* [Instruction]
According to the article on Wisconsin's 2009 football schedule, which team's visit to Madison next season will end the streak of non-conference schedules without a BCS opponent?

* [Article]

--- START ---

University of Wisconsin athletic department officials admit the football team's 2009 non-conference schedule has a significant flaw in its design.
That defect is not -- at least in their eyes -- Saturday's home game against Wofford, which will become the fourth opponent from the Football Championship Subdivision (formerly called Division I-AA) to visit Camp Randall Stadium in as many seasons.
Rather, the problem with the schedule, as UW officials see it, is the absence of an opponent from one of college football's six major conferences. This marks the second consecutive year the Badgers' non-conference schedule will not include a Bowl Championship Series opponent, a streak that will end next season when Arizona State visits Madison.
"The difference is over the last two years, we haven't had a
BCS team on the schedule, and I think we need to do a better job of that," said John Chadima, UW's associate athletic director for capital projects and sports administration, and who was the point person for UW football scheduling for several years. "And I think we have in the years coming up."
UW coach Bret Bielema echoed that opinion earlier this week and pointed to upcoming home-and-home series with Arizona State, Oregon State, Virginia Tech and Washington State.
"My goal is what we all want," Bielema said. "I want as good a schedule as we can have that's also a manageable schedule because of the Big Ten schedule that lays out in front of us."
Home sweet home
While some UW fans might not like hearing it, that schedule almost certainly will include games against FCS teams like Wofford for years to come. South Dakota is already scheduled to visit Madison in 2011, and Chadima confirmed one of the two unannounced opponents on next year's schedule will be an FCS program.
It's no coincidence UW's run of playing FCS teams began in 2006, the first season the NCAA went to a 12-game schedule on an annual basis. Since then, programs like UW have been scrambling for opponents to fill a seventh home game that would generate additional revenue.
"The reality in college football is there's the group of schools that wants to have the home games no matter what, and there's the group of schools that will travel for a check at any cost," said John Jentz, UW's associate athletic director for business operations. "We certainly fall in the former (category). It makes financial sense for us to have more home games. It helps support the whole operation."

--- END ---

* [Extracted records]
--- START ---

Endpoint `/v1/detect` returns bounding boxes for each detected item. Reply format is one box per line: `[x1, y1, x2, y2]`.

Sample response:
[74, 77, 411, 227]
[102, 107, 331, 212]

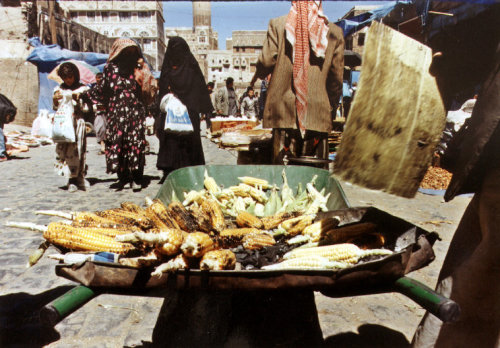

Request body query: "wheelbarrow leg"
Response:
[40, 285, 98, 326]
[394, 277, 460, 322]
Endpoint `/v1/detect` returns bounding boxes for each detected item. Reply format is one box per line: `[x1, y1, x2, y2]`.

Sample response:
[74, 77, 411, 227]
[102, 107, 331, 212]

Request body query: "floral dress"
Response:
[89, 62, 146, 177]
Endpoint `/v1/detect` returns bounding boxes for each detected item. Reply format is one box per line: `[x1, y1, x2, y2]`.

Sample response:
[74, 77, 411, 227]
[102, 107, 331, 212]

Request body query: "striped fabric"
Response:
[285, 1, 328, 136]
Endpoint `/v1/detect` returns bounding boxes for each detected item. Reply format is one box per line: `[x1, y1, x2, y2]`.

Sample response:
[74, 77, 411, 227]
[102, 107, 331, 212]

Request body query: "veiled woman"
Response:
[156, 37, 213, 179]
[85, 38, 146, 190]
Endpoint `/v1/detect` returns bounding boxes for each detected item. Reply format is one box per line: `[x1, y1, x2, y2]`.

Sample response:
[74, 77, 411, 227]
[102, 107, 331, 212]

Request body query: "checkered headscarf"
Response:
[285, 1, 328, 135]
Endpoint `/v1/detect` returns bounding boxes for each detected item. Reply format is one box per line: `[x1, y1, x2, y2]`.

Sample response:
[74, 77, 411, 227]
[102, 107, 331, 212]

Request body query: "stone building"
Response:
[59, 0, 166, 70]
[341, 5, 380, 55]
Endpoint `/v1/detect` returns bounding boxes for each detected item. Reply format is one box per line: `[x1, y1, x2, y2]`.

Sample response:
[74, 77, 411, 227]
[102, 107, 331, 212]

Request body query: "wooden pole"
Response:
[47, 0, 57, 44]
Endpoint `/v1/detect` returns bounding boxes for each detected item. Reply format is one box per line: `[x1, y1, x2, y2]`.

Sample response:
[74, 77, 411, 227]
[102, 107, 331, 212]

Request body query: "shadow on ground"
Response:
[324, 324, 410, 348]
[0, 285, 73, 348]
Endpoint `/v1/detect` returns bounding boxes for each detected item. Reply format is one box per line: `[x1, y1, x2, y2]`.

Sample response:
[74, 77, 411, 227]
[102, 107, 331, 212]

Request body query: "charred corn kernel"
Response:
[241, 233, 276, 250]
[238, 176, 271, 189]
[181, 232, 215, 258]
[71, 221, 142, 233]
[43, 222, 133, 254]
[281, 215, 314, 237]
[189, 204, 212, 232]
[95, 209, 153, 229]
[200, 249, 236, 270]
[201, 199, 226, 232]
[262, 255, 348, 270]
[146, 199, 179, 229]
[120, 202, 144, 214]
[151, 254, 189, 277]
[302, 216, 340, 242]
[261, 212, 299, 230]
[283, 243, 392, 264]
[203, 169, 220, 194]
[168, 202, 198, 232]
[236, 211, 263, 229]
[220, 227, 261, 238]
[321, 222, 377, 244]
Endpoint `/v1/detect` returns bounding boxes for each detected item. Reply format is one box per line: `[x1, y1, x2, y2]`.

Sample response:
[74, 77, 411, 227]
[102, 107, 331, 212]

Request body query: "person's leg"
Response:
[0, 125, 7, 161]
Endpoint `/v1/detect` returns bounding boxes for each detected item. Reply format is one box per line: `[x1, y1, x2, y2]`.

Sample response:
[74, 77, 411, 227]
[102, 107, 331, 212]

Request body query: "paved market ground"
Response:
[0, 125, 470, 347]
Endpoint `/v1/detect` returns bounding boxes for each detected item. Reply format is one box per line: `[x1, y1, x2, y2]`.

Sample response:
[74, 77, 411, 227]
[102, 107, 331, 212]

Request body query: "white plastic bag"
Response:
[160, 93, 193, 133]
[31, 109, 52, 138]
[52, 91, 76, 143]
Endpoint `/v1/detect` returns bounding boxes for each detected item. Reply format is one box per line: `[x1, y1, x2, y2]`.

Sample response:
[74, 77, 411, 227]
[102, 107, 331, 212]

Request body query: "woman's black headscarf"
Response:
[159, 36, 214, 113]
[0, 94, 17, 127]
[57, 62, 83, 91]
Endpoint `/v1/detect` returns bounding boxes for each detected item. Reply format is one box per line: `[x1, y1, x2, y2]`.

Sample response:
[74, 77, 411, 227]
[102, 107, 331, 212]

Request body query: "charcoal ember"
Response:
[233, 242, 294, 270]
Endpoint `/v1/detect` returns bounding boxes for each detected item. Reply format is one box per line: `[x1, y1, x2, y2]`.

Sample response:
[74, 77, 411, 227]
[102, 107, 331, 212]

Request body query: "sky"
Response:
[163, 1, 388, 49]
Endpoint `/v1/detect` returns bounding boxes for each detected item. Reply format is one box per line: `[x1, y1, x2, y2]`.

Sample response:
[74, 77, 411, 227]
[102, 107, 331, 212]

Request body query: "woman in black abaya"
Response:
[155, 37, 213, 179]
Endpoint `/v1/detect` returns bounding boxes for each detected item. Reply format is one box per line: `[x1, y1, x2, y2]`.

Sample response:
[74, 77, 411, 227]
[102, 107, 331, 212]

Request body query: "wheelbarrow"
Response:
[41, 165, 460, 342]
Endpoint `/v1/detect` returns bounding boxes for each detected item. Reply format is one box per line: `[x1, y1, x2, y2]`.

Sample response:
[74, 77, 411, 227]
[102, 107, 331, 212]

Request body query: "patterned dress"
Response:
[89, 62, 146, 178]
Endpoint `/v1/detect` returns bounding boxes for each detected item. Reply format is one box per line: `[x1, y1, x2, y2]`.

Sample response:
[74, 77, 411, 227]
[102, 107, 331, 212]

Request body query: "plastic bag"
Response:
[160, 93, 193, 133]
[31, 110, 53, 138]
[52, 91, 76, 143]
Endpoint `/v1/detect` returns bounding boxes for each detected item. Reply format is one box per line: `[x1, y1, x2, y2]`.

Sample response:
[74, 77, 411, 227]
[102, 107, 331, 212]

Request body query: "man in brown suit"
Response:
[250, 1, 344, 164]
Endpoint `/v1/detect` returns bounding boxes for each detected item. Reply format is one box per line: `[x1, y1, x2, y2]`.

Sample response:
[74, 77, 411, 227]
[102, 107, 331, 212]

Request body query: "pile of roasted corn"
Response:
[7, 171, 391, 276]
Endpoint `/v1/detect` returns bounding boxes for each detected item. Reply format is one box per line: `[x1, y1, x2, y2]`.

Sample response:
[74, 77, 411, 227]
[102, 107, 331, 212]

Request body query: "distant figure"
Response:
[240, 87, 259, 119]
[259, 75, 271, 120]
[204, 82, 215, 133]
[0, 94, 17, 162]
[86, 38, 151, 191]
[214, 77, 238, 116]
[52, 62, 90, 192]
[92, 73, 107, 155]
[156, 36, 213, 180]
[250, 1, 344, 164]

--- END ---

* [Full output]
Arizona State